REQUEST 1:
From the birthday outing text below, extract the passage starting at "The theme of" and ending at "mofongo (double yum).", with both ends included.

PAGE EXCERPT:
________________________

The theme of my most recent birthday was consumption: cultural and culinary. My husband B suggested a Bronx-based itinerary that sated my very particular tastes: the Original Products Company, a business that bills itself as the largest botanica on the east coast (and who would argue that designation?); the Monet’s Garden exhibition at the New York Botanical Garden; and dinner at El Bohio, a Puerto Rican eatery known as the temple of pork (mmm, lechón) and reputed to have good mofongo (double yum).
So this posting will be more observational than storytelling as I’m still trying to digest everything I consumed that day.
The day started well: We encountered no delays en route to the Bronx, and found a parking spot on Webster Avenue across from the Original Products Company and a Carvel ice cream shop. My Irish Catholic husband might have had misgivings about entering a spiritual articles superstore, but knew how much I would enjoy the adventure of browsing its aisles followed by a Carvel ice cream treat. I squeezed B’s hand like he’d presented me with Tiffany diamond studs for my birthday.

________________________

REQUEST 2:
Copy the data items word for word, starting at the beginning of the listing and ending at the line containing "x=1072 y=898", with both of those lines included. Leave the pictures out of your answer.

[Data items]
________________________

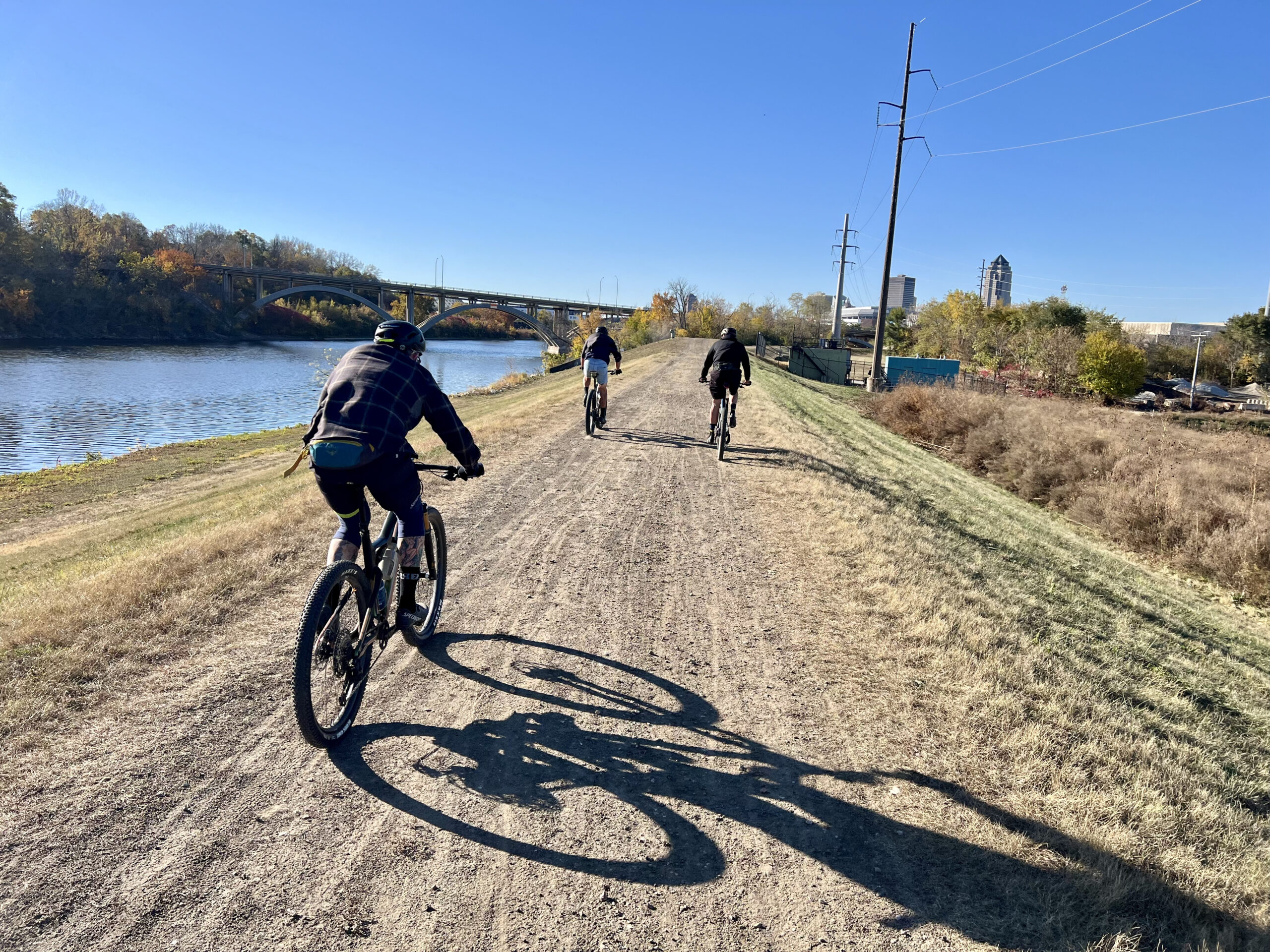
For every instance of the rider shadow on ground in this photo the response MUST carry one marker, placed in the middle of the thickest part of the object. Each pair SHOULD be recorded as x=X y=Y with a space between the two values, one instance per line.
x=638 y=436
x=1072 y=898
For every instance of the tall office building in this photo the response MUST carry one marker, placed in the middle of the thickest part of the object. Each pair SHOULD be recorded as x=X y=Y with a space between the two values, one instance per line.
x=996 y=284
x=902 y=293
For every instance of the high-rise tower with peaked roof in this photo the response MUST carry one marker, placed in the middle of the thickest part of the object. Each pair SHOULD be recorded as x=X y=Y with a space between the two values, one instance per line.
x=996 y=282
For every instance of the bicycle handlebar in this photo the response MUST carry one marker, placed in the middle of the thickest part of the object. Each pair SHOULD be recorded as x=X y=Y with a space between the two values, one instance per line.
x=448 y=473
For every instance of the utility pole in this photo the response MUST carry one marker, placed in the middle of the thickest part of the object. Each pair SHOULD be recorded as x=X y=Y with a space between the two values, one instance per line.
x=1199 y=339
x=842 y=268
x=874 y=384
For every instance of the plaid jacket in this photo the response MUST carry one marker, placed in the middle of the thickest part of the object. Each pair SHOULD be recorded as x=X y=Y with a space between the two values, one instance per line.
x=377 y=395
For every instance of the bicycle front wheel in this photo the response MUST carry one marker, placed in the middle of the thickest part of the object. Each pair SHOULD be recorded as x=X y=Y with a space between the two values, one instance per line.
x=328 y=679
x=431 y=591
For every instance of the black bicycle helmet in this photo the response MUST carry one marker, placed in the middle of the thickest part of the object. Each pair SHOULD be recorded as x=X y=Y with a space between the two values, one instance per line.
x=400 y=334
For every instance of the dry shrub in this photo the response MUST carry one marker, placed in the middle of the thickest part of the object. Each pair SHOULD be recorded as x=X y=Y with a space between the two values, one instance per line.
x=1197 y=500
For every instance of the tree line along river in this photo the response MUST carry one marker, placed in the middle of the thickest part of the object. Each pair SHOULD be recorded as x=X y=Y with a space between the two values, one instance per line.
x=59 y=404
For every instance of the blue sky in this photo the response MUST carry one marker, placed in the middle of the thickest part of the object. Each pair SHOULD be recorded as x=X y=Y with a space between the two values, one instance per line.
x=544 y=146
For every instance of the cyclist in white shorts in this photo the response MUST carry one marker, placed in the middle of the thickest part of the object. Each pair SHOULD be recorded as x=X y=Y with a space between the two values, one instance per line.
x=595 y=359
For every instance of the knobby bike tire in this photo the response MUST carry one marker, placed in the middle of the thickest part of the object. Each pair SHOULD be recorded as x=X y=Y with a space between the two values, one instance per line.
x=435 y=559
x=722 y=432
x=310 y=672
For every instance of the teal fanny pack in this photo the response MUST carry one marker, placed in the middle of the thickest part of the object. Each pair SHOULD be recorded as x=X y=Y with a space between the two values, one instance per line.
x=339 y=454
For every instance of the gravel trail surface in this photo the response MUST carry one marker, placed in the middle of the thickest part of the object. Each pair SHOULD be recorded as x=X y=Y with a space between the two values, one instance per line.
x=633 y=731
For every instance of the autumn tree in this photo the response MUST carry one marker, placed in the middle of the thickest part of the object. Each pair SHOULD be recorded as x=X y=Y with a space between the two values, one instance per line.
x=1109 y=366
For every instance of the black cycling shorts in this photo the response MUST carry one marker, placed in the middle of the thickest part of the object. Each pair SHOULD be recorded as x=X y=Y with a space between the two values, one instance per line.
x=724 y=379
x=391 y=480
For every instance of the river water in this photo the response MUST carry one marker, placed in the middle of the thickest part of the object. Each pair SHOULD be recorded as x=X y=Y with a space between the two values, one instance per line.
x=58 y=404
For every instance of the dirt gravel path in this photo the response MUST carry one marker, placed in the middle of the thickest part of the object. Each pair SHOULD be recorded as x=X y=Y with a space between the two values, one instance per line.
x=619 y=739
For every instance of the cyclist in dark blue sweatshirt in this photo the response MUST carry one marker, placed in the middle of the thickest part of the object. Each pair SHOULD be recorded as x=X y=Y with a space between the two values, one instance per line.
x=374 y=398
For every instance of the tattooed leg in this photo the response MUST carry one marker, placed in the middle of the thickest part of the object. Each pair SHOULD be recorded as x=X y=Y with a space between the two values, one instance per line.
x=411 y=549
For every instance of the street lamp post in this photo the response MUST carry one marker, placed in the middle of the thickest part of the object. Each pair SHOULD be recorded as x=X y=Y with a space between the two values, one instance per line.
x=1199 y=339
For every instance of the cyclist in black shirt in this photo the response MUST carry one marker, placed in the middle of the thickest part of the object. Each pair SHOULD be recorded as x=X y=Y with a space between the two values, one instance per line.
x=726 y=361
x=595 y=357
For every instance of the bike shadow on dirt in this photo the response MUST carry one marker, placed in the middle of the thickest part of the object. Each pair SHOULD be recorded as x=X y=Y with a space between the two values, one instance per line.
x=638 y=436
x=681 y=754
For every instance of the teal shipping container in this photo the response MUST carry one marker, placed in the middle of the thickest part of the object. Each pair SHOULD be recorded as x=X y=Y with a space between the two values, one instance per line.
x=921 y=370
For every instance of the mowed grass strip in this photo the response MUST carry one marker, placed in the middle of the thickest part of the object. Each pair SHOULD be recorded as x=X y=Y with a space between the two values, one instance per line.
x=1191 y=494
x=1026 y=662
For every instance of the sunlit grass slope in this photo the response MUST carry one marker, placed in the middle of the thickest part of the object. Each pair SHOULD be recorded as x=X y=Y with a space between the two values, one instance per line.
x=1047 y=672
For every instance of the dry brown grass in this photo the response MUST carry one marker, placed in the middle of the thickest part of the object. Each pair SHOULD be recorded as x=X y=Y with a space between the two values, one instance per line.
x=507 y=381
x=1110 y=722
x=1198 y=502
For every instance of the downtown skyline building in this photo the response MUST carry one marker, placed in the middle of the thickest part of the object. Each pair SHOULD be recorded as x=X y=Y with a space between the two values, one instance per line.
x=902 y=293
x=997 y=280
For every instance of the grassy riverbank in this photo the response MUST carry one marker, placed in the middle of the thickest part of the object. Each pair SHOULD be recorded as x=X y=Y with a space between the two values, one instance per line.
x=110 y=569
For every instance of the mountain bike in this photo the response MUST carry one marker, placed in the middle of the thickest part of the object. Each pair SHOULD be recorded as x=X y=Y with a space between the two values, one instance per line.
x=591 y=405
x=722 y=436
x=727 y=408
x=347 y=617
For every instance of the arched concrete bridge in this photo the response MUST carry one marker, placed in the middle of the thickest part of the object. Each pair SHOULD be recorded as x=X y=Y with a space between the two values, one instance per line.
x=549 y=337
x=318 y=290
x=552 y=319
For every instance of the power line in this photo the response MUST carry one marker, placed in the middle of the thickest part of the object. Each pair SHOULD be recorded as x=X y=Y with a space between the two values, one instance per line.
x=916 y=183
x=1108 y=132
x=1046 y=48
x=860 y=194
x=1062 y=61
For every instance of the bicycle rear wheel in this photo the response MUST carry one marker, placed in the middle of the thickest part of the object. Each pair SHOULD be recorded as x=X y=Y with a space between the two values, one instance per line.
x=723 y=425
x=327 y=681
x=431 y=592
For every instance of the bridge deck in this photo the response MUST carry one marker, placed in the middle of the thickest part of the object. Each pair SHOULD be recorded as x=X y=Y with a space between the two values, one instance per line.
x=469 y=295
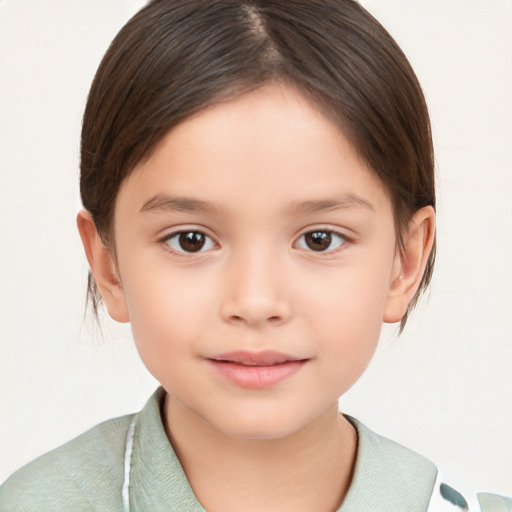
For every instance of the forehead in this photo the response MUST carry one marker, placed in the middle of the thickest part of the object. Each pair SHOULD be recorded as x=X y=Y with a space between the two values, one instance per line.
x=271 y=147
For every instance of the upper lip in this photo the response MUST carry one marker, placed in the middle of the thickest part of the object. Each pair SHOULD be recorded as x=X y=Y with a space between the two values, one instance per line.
x=263 y=358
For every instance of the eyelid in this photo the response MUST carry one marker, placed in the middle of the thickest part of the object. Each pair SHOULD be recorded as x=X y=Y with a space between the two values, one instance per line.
x=163 y=240
x=346 y=240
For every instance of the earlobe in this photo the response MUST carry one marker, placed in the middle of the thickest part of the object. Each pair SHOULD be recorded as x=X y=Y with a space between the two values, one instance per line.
x=410 y=263
x=103 y=267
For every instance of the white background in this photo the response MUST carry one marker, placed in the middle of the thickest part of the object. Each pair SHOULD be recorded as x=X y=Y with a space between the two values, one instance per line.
x=443 y=388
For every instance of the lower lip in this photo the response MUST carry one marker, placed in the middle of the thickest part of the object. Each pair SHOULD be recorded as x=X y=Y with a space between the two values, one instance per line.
x=256 y=377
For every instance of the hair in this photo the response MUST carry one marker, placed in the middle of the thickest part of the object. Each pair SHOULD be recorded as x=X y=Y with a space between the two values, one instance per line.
x=177 y=57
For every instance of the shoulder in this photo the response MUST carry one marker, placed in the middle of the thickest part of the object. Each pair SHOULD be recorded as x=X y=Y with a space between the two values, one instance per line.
x=76 y=476
x=389 y=476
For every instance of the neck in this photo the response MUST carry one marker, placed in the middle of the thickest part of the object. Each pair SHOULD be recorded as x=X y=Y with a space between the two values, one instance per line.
x=310 y=469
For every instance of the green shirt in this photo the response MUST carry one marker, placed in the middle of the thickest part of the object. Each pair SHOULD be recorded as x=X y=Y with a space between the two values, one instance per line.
x=87 y=474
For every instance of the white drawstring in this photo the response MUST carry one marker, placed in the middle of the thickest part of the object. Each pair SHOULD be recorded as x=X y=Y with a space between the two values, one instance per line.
x=127 y=466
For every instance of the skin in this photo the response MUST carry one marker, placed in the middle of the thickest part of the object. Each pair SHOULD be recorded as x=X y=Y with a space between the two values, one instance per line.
x=267 y=168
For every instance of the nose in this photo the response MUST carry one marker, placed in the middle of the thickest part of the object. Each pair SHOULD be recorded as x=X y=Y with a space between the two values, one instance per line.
x=255 y=292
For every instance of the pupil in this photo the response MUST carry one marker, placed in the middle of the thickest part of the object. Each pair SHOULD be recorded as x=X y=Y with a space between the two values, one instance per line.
x=192 y=241
x=318 y=240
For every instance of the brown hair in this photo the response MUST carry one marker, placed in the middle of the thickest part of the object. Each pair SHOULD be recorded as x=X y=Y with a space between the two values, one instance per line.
x=176 y=57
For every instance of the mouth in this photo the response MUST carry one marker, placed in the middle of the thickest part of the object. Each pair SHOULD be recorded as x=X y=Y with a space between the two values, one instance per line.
x=256 y=370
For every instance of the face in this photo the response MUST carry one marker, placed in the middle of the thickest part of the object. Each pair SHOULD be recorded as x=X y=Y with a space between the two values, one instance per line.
x=256 y=253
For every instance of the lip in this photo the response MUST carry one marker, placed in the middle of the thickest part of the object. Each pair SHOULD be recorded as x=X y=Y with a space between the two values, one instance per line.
x=256 y=370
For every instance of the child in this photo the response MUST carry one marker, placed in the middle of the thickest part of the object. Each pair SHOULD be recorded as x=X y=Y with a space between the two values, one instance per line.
x=258 y=187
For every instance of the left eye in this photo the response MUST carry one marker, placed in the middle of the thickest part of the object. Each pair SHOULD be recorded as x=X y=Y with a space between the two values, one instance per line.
x=320 y=241
x=189 y=242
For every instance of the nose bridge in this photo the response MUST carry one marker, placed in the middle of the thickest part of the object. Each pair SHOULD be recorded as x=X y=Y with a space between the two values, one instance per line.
x=255 y=293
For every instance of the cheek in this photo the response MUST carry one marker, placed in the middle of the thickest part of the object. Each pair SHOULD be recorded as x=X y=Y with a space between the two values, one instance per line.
x=169 y=311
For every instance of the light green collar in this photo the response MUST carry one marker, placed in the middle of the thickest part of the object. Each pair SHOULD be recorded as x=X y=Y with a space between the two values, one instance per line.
x=387 y=476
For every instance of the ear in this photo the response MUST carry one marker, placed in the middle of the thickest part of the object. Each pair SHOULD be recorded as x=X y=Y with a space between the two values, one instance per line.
x=103 y=267
x=410 y=262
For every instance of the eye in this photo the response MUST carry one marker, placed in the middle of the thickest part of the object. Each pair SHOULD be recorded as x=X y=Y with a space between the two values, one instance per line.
x=189 y=242
x=321 y=240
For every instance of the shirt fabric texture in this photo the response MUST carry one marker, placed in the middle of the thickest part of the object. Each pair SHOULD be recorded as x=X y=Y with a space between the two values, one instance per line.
x=87 y=474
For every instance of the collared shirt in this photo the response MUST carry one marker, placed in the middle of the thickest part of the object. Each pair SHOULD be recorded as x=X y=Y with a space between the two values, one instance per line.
x=88 y=473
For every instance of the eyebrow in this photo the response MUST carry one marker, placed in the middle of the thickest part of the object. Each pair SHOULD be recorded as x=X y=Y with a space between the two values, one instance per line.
x=346 y=201
x=165 y=203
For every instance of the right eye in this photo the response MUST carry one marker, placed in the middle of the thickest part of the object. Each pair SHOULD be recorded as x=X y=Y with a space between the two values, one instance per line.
x=189 y=242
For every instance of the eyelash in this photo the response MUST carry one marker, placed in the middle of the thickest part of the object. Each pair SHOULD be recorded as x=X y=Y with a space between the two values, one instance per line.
x=208 y=240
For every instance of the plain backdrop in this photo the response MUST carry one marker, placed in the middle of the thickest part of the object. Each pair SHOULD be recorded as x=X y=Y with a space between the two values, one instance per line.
x=443 y=388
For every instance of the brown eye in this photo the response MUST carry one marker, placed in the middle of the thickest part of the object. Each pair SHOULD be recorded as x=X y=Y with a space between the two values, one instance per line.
x=189 y=242
x=320 y=241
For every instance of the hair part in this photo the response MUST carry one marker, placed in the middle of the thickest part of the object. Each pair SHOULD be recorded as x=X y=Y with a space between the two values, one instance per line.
x=176 y=57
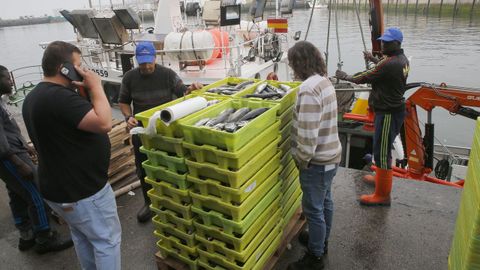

________________________

COMPLETE ANSWER 1:
The theme of my most recent birthday was consumption: cultural and culinary. My husband B suggested a Bronx-based itinerary that sated my very particular tastes: the Original Products Company, a business that bills itself as the largest botanica on the east coast (and who would argue that designation?); the Monet’s Garden exhibition at the New York Botanical Garden; and dinner at El Bohio, a Puerto Rican eatery known as the temple of pork (mmm, lechón) and reputed to have good mofongo (double yum).

COMPLETE ANSWER 2:
For every instance of the rider shadow on ground in this photo the response MUST carry one marker, placed in the middle of the thickest part of the object. Each pair SHOULD be recorded as x=X y=Y with a space between the two values, one instance per line.
x=638 y=436
x=1072 y=898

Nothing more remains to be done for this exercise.